## [VORLIEGENDER TEXT]
Bei der Auseinandersetzung mit diesem Modell stellte sich heraus, dass der Verband bereits eine Menge in Sachen Personalentwicklung zu bieten hatte, nur war den Akteuren oft nicht bewusst, welche der vorhandenen Aktivitäten und Angebote in das künftige PE-Konzept gehörten. Mit dem „Mitarbeiterlebenszyklus“ stand nun ein Modell zur Verfügung, mit dem die Zusammenhänge erkannt, Prioritäten gesetzt und die Personalentwicklung des Verbandes kontinuierlich weiterentwickelt werden konnte.
Was ist wichtig für den nächsten Schritt?
Für die Weiterentwicklung des Konzepts erwies sich die Arbeit mit Personalkennzahlen als sehr hilfreich. Zentral waren hier die Kennzahlen zur Altersstruktur, zur Krankheitsquote sowie zur Fluktuation. Insbesondere die Altersstrukturanalyse zeigte, dass es für den Verband wichtig ist, die Arbeitsfähigkeit älter werdender Mitarbeiter(innen) zu erhalten und damit auch die Zufriedenheit der Mitarbeiter(innen) zu stärken. Ein betriebliches Gesundheitsmanagement wurde als vorrangig benannt. Sowohl die Organisation mit ihren Strukturen als auch der/die einzelne Mitarbeiter(in) wurde in den Blick genommen. In vergleichbaren Prozessen wurden weitere Themen priorisiert, bearbeitet und in das PE-Konzept integriert.
Mittlerweile Routine
Zielgruppenspezifische Maßnahmen der Personalgewinnung – insbesondere unter Nutzung der Social Media –, ein Einarbeitungskonzept für Führungskräfte sowie strukturierte Nachfolgeplanung für ausscheidende Führungspersonen sind hier wichtige Handlungsfelder. Das PE-Konzept wurde in das Qualitätsmanagement eingebunden. Die Prozesse werden regelmäßig überprüft und verbessert. Jährlich ermittelt der Verband anhand der Altersstruktur und der Aufgaben den aktuellen Personalbedarf. Zudem werden die Mitarbeitenden regelmäßig über eine Mitarbeiterbefragung eingebunden und aufgefordert, die Erkenntnisse in lösungsorientierten Maßnahmen umzusetzen.

Einträge des Datensatzes
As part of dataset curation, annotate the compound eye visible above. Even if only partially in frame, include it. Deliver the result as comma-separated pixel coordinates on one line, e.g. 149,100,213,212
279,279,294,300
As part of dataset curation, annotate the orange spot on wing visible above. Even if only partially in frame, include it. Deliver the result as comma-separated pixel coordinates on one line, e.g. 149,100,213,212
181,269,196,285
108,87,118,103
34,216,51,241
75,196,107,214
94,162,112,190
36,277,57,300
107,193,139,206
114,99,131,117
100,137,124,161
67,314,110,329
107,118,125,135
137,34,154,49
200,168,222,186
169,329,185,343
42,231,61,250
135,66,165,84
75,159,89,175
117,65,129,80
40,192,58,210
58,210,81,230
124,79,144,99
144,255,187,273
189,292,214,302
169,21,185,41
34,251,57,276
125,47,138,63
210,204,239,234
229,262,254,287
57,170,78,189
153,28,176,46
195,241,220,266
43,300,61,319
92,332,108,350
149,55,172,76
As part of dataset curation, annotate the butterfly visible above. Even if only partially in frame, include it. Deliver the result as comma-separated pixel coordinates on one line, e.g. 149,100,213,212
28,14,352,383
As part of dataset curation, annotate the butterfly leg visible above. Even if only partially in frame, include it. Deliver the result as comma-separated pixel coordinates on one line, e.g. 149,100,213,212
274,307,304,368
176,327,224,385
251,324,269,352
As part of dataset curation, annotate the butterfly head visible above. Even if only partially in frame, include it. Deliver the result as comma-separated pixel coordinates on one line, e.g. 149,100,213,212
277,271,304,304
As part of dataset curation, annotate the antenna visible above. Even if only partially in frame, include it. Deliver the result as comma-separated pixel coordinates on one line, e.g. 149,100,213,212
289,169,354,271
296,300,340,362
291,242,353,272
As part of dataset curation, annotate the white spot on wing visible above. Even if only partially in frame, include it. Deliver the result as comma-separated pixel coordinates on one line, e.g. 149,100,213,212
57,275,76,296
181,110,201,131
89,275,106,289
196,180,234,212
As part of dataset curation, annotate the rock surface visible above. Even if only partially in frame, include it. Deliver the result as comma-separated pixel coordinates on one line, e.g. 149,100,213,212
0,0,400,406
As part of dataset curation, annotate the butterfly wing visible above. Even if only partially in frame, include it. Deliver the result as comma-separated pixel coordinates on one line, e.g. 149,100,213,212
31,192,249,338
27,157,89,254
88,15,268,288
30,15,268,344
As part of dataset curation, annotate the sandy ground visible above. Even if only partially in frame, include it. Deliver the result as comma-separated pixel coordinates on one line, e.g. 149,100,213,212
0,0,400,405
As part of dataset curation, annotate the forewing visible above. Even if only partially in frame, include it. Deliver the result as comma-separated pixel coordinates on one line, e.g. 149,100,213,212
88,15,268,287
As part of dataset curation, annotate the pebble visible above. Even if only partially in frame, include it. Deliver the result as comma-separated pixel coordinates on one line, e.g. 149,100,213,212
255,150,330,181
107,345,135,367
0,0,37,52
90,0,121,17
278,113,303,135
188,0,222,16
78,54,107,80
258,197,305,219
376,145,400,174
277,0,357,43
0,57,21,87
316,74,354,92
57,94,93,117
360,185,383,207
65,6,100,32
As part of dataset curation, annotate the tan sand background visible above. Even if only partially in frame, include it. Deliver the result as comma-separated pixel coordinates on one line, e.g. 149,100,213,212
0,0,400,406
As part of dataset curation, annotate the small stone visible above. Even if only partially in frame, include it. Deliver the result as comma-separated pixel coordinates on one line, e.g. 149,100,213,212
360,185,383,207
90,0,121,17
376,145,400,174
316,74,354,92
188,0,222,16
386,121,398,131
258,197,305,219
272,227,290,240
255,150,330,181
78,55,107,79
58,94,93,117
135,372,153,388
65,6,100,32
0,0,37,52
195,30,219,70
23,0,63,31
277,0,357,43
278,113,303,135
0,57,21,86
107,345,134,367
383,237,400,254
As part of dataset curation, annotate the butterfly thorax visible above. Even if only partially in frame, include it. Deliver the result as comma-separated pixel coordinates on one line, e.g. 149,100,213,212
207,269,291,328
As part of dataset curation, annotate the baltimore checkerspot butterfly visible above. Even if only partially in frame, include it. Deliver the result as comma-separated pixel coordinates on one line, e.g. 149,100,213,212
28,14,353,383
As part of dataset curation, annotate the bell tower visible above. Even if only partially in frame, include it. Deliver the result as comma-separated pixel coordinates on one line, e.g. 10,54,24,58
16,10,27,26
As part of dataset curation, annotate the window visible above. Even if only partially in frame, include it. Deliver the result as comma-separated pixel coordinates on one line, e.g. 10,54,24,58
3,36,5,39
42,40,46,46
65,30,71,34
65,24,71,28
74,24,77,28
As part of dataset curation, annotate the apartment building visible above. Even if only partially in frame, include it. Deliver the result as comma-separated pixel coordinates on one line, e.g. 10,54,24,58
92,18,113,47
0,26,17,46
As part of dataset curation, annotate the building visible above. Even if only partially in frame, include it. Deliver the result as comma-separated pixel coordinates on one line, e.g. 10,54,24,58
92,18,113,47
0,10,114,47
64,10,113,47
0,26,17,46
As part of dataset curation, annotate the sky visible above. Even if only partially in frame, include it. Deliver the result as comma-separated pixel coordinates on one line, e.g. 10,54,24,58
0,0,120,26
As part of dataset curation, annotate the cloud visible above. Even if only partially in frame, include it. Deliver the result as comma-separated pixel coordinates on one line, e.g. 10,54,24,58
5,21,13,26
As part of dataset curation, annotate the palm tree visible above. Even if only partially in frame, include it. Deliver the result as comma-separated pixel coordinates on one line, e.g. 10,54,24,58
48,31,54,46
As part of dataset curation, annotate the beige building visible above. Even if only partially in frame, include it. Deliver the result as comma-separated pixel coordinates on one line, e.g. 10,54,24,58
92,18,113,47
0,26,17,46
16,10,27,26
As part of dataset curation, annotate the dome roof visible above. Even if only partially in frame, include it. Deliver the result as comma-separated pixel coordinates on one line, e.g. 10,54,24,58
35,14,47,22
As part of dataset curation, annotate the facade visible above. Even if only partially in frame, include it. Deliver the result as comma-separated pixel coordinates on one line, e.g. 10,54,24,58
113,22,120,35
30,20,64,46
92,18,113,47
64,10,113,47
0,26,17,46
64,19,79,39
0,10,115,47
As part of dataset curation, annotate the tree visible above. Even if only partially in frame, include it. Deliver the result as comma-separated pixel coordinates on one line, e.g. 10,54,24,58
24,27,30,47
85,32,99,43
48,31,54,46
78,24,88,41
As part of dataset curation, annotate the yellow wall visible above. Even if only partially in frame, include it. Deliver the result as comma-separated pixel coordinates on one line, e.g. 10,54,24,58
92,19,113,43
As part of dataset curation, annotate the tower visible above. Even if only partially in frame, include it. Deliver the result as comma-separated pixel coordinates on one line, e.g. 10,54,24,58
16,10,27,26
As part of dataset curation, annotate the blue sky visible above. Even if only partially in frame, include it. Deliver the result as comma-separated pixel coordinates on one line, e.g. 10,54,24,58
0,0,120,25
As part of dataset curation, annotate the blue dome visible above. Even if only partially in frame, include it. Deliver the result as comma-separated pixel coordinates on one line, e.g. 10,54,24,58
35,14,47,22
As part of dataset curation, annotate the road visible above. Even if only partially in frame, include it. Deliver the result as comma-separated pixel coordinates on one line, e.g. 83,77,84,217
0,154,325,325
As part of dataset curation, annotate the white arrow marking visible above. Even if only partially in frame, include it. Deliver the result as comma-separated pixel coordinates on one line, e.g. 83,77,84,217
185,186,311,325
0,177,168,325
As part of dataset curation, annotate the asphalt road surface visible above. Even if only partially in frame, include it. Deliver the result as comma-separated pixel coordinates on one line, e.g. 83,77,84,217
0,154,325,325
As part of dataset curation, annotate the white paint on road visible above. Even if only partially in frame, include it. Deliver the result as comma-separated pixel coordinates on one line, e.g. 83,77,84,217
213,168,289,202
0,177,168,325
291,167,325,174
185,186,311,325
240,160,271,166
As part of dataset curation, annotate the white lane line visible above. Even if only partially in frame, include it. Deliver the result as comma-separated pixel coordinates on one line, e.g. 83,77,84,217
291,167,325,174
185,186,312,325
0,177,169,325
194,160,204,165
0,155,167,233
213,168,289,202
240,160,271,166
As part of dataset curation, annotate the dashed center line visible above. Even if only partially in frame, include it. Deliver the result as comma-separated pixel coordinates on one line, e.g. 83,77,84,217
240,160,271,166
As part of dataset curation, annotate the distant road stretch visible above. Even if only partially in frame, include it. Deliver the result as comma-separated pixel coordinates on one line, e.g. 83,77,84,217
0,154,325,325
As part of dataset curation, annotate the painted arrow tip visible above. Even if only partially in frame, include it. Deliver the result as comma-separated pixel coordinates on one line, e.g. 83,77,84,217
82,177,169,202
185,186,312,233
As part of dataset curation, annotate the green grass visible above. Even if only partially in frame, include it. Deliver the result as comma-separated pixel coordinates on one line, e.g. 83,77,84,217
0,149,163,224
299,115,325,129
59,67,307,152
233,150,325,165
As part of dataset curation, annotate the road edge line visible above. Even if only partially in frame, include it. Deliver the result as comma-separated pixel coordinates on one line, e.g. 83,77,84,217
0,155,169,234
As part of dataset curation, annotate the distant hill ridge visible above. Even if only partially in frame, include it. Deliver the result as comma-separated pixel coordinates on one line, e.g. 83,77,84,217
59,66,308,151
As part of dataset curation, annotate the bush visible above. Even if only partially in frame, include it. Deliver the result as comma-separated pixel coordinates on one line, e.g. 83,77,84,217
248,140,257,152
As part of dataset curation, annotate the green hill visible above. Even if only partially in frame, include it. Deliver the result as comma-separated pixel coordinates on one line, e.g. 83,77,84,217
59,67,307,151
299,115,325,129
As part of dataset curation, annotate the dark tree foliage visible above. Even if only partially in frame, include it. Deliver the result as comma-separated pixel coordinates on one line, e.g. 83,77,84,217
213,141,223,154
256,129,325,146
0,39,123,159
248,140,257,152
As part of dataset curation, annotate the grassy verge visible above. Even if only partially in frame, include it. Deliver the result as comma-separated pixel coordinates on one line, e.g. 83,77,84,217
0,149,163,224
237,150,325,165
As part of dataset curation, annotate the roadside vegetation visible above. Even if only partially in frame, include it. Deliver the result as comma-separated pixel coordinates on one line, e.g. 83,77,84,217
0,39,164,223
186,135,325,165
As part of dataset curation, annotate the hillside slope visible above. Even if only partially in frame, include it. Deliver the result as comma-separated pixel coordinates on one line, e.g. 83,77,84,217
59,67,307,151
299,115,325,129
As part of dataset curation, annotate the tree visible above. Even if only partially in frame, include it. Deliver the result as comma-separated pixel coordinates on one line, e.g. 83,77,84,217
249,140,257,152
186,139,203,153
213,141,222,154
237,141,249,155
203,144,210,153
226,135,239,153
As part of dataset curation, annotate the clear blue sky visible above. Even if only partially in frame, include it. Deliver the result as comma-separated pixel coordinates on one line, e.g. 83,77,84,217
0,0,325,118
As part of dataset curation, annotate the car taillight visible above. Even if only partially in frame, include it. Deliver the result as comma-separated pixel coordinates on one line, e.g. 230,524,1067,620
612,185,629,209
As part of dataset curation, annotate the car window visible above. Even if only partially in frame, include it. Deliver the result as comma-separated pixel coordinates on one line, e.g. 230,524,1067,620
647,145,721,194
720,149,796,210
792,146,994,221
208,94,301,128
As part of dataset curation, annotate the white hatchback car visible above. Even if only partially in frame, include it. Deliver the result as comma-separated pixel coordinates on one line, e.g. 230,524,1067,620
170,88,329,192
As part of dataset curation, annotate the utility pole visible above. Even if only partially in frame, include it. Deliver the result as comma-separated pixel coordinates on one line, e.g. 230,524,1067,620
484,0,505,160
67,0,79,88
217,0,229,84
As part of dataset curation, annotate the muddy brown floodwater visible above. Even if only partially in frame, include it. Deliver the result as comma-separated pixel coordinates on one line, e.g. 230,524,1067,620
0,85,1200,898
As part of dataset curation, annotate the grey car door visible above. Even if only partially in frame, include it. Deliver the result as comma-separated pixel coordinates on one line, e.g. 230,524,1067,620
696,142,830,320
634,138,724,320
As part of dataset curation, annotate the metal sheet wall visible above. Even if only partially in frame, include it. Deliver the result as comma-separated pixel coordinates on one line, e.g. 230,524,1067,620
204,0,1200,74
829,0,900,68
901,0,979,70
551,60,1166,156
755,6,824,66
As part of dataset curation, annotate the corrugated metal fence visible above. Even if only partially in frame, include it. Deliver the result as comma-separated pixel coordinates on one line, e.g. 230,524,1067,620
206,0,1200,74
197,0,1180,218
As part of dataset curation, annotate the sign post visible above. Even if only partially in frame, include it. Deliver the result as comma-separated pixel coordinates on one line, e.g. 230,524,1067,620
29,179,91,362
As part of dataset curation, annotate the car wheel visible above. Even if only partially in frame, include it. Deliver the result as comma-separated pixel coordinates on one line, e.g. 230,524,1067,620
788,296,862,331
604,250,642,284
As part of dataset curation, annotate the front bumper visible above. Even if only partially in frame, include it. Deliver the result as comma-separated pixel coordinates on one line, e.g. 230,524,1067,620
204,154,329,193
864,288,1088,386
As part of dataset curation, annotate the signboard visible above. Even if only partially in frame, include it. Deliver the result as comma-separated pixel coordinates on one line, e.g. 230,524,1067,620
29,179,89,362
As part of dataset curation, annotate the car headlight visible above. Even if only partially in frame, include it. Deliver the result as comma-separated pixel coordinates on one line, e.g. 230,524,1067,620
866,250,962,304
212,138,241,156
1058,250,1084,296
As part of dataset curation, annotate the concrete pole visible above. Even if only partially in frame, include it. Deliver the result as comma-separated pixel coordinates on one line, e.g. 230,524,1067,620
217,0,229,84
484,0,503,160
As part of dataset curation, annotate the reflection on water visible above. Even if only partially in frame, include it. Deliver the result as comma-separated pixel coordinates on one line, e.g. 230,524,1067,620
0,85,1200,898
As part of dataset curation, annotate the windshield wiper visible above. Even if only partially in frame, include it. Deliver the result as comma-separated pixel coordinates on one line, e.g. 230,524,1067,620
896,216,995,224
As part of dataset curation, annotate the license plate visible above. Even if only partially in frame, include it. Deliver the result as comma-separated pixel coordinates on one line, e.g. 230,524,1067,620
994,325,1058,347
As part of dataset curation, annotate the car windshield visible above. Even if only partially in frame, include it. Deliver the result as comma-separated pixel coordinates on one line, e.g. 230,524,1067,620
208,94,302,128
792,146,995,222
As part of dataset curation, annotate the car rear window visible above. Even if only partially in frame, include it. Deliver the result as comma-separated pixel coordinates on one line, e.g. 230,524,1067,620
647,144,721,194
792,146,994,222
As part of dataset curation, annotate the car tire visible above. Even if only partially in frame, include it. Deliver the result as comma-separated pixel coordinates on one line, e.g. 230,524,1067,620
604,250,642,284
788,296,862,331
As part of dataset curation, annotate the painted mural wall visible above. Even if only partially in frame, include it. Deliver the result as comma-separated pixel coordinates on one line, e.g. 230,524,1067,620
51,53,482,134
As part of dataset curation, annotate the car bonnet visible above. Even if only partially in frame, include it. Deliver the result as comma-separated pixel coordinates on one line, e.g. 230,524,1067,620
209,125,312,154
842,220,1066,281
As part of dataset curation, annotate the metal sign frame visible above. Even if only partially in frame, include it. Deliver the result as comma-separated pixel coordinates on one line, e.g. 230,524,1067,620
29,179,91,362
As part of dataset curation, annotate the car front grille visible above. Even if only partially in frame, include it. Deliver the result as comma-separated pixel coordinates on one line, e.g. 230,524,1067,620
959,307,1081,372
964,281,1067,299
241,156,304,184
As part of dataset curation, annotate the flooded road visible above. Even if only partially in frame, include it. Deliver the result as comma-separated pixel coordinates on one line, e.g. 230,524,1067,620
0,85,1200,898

## [FRAGEN ZUM MATERIAL]
A – Schreiben Sie aus dem Text zur Personalentwicklung den Abschnitt ab, der mit „Für die Weiterentwicklung“ beginnt und bis einschließlich „das PE-Konzept integriert.“ reicht.
B – Welche Personalkennzahlen bezeichnet der Text zur Personalentwicklung als zentral? Nennen Sie alle.

## [LÖSUNGEN DER AUFGABEN]
A –
Für die Weiterentwicklung des Konzepts erwies sich die Arbeit mit Personalkennzahlen als sehr hilfreich. Zentral waren hier die Kennzahlen zur Altersstruktur, zur Krankheitsquote sowie zur Fluktuation. Insbesondere die Altersstrukturanalyse zeigte, dass es für den Verband wichtig ist, die Arbeitsfähigkeit älter werdender Mitarbeiter(innen) zu erhalten und damit auch die Zufriedenheit der Mitarbeiter(innen) zu stärken. Ein betriebliches Gesundheitsmanagement wurde als vorrangig benannt. Sowohl die Organisation mit ihren Strukturen als auch der/die einzelne Mitarbeiter(in) wurde in den Blick genommen. In vergleichbaren Prozessen wurden weitere Themen priorisiert, bearbeitet und in das PE-Konzept integriert.

B – Kennzahlen zur Altersstruktur, zur Krankheitsquote und zur Fluktuation.